Dataset rows
----------------------------------------
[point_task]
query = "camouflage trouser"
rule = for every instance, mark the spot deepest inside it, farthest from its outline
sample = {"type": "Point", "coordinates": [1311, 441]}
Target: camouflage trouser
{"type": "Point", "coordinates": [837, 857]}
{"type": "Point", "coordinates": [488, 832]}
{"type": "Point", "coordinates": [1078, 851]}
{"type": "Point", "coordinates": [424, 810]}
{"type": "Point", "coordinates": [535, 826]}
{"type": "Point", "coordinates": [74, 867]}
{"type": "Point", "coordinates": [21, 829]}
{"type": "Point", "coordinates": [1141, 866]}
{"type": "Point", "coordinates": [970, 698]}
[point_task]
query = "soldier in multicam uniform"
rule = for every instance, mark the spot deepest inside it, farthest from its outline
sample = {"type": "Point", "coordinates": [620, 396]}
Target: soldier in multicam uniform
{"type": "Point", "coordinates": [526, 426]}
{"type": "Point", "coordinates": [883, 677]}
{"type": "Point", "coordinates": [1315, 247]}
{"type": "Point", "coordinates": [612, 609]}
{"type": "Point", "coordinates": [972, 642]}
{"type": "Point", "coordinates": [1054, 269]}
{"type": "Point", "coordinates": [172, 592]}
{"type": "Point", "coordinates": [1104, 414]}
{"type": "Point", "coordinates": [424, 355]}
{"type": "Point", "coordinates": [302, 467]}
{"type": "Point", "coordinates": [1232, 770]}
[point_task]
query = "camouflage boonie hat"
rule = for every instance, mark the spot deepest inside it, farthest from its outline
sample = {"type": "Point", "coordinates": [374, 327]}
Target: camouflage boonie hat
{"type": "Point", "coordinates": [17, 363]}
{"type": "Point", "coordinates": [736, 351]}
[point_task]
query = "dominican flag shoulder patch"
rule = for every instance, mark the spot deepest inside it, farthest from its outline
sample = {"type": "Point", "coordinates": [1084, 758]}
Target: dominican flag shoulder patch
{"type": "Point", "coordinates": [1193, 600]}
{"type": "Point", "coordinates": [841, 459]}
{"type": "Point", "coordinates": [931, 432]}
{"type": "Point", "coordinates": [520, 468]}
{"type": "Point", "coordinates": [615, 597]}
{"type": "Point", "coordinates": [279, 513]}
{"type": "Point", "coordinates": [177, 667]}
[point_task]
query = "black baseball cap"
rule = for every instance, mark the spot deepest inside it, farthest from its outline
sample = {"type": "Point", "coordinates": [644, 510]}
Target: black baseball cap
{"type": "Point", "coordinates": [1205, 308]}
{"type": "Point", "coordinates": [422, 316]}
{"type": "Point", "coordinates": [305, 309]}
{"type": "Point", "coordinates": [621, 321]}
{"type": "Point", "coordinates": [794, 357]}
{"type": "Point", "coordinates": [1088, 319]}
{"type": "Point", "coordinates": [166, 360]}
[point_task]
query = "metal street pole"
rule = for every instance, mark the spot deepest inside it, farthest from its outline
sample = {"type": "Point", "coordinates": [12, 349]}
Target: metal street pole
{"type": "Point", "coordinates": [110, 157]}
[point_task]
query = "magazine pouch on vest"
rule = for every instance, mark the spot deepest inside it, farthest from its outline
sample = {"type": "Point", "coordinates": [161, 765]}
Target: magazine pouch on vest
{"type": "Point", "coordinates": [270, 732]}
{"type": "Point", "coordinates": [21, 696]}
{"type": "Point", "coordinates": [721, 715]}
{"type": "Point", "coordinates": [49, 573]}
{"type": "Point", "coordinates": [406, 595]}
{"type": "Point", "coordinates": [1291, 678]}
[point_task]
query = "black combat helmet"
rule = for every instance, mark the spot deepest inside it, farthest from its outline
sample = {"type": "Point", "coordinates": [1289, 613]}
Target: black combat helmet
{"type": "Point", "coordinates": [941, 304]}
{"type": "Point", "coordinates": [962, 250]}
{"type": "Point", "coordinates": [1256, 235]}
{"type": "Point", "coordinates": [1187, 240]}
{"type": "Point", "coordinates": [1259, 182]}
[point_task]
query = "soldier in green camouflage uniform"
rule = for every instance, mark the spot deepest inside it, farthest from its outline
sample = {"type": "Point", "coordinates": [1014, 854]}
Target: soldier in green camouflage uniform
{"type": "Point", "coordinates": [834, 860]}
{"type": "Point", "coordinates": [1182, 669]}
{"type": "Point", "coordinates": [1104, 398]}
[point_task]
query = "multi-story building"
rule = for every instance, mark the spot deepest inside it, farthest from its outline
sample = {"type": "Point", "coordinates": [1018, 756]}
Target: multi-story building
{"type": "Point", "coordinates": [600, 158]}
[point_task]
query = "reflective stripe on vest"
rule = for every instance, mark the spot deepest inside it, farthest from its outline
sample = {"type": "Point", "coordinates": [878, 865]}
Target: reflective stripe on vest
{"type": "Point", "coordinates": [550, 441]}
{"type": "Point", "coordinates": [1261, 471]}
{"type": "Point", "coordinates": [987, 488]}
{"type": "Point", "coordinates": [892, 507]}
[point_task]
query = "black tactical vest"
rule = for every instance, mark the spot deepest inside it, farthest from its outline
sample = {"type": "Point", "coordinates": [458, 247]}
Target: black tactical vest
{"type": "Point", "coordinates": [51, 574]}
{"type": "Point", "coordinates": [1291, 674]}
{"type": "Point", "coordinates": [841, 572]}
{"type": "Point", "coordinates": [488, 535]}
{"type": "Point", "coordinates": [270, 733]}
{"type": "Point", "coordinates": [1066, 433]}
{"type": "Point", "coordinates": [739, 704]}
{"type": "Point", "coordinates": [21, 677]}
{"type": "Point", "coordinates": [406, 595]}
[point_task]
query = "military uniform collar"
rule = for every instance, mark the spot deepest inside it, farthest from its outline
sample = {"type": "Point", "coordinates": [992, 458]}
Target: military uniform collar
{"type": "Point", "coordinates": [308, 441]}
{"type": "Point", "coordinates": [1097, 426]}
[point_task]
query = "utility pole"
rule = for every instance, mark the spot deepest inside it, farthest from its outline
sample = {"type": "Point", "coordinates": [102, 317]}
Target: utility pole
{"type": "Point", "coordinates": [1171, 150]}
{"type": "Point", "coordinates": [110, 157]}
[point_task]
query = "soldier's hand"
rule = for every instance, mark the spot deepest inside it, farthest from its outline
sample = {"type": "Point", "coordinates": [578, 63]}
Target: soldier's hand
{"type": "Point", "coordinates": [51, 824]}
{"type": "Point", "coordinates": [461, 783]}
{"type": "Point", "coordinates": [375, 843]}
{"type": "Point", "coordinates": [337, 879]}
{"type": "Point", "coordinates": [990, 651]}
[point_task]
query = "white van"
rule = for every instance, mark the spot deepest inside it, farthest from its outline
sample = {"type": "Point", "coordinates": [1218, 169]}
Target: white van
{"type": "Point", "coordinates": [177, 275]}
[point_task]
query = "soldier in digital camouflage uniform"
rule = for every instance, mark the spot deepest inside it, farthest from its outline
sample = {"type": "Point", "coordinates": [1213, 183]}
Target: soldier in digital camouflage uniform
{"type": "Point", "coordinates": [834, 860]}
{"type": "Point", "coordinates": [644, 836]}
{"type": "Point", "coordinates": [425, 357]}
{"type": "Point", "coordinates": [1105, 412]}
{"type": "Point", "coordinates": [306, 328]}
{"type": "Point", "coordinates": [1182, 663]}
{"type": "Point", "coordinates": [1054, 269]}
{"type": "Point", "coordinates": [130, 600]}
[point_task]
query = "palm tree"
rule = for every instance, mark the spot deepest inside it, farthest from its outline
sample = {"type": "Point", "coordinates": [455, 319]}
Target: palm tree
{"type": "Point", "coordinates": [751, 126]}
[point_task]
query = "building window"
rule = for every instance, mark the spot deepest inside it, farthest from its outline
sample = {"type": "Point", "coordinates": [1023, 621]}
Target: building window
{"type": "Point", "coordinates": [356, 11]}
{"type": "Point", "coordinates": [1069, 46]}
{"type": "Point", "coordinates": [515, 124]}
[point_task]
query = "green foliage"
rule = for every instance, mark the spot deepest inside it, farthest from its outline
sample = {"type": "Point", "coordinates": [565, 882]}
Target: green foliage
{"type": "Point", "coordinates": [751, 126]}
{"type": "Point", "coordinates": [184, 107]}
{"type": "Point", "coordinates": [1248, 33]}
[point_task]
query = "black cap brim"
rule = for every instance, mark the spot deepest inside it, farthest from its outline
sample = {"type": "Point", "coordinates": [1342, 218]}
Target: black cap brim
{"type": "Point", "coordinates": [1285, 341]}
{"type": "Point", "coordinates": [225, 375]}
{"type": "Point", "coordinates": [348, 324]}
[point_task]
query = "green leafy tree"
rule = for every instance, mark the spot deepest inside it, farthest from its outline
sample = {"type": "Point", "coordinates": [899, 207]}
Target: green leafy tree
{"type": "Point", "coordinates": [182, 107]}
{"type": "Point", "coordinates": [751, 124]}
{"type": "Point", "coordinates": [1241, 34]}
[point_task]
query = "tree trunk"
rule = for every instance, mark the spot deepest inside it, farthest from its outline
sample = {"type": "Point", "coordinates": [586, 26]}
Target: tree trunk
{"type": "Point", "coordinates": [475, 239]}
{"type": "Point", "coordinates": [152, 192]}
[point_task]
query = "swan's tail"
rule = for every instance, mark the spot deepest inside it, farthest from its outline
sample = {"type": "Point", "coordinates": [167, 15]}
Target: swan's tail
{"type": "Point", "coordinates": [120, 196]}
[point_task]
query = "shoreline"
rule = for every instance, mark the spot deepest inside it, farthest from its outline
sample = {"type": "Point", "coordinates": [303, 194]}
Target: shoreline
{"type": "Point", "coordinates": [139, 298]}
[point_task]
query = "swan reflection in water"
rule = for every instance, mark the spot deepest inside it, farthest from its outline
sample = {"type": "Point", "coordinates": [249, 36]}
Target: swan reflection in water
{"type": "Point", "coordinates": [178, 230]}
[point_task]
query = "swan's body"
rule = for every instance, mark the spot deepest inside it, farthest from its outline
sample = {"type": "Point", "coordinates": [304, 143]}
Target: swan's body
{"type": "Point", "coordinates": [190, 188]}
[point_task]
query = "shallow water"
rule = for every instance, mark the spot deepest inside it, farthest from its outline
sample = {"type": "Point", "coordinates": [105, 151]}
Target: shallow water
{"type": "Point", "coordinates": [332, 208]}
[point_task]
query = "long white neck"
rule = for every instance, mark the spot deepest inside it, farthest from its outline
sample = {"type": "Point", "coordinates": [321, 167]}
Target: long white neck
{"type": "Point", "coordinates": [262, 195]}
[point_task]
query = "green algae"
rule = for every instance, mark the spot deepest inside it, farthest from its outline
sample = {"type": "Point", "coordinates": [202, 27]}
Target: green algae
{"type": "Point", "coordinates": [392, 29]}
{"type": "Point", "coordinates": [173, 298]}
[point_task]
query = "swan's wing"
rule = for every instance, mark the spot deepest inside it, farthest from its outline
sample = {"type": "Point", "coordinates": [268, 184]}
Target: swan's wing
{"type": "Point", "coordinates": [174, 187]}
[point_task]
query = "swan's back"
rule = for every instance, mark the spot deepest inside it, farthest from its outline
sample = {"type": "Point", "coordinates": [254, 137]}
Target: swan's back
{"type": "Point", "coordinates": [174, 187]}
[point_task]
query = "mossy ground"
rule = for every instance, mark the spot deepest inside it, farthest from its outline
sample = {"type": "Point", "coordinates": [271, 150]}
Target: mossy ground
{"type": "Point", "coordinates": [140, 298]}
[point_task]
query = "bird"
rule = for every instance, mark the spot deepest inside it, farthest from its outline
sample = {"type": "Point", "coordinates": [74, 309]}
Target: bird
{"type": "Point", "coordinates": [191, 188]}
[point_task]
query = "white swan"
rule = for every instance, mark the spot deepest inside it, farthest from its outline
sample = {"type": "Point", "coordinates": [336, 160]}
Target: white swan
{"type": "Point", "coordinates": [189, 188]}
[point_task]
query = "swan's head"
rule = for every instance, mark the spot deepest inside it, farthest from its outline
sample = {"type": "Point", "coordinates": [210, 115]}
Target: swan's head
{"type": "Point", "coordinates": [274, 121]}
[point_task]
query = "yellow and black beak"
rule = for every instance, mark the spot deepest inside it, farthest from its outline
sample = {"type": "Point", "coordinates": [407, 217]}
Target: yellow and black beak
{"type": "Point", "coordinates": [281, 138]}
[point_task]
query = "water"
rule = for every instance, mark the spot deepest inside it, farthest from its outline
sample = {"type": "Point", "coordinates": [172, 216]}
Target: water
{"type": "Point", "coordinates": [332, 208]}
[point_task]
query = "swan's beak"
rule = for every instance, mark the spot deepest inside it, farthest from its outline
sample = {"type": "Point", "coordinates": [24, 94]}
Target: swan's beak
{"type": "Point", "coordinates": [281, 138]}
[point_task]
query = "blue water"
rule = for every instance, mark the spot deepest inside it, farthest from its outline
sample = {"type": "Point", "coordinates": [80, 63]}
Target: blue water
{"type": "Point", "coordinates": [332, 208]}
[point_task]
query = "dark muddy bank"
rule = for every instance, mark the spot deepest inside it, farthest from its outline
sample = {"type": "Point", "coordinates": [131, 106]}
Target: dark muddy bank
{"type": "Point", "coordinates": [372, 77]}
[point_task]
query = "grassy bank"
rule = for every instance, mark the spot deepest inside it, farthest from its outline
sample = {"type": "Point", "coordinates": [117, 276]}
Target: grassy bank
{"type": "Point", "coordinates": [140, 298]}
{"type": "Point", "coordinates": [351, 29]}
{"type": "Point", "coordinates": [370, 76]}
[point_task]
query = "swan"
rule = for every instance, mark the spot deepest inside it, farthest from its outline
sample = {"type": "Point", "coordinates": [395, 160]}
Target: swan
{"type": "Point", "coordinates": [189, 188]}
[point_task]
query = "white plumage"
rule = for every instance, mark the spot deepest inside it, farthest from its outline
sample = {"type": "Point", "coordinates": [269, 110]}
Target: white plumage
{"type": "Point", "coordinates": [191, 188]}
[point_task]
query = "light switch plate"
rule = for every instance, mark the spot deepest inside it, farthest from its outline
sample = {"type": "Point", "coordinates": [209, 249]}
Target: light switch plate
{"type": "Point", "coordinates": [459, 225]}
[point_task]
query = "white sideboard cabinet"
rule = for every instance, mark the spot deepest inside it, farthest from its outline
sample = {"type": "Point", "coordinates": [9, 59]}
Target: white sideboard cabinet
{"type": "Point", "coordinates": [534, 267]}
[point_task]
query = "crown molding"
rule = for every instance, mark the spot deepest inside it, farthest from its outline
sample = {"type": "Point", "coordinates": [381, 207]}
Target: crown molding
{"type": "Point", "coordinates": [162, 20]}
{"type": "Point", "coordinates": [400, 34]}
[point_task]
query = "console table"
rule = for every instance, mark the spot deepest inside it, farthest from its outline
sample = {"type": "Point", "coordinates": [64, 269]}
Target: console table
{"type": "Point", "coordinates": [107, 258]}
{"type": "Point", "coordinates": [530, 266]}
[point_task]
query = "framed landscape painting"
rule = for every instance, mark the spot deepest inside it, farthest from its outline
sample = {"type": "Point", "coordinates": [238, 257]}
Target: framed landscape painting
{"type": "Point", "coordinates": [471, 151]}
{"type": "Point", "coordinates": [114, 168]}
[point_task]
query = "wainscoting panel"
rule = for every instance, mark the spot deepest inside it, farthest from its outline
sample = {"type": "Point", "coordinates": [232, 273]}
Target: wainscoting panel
----------------------------------------
#### What this task involves:
Gather every line of the records above that contains the string "painting", matching case exactly.

#### In response:
query = "framed landscape painting"
Target: framed landscape painting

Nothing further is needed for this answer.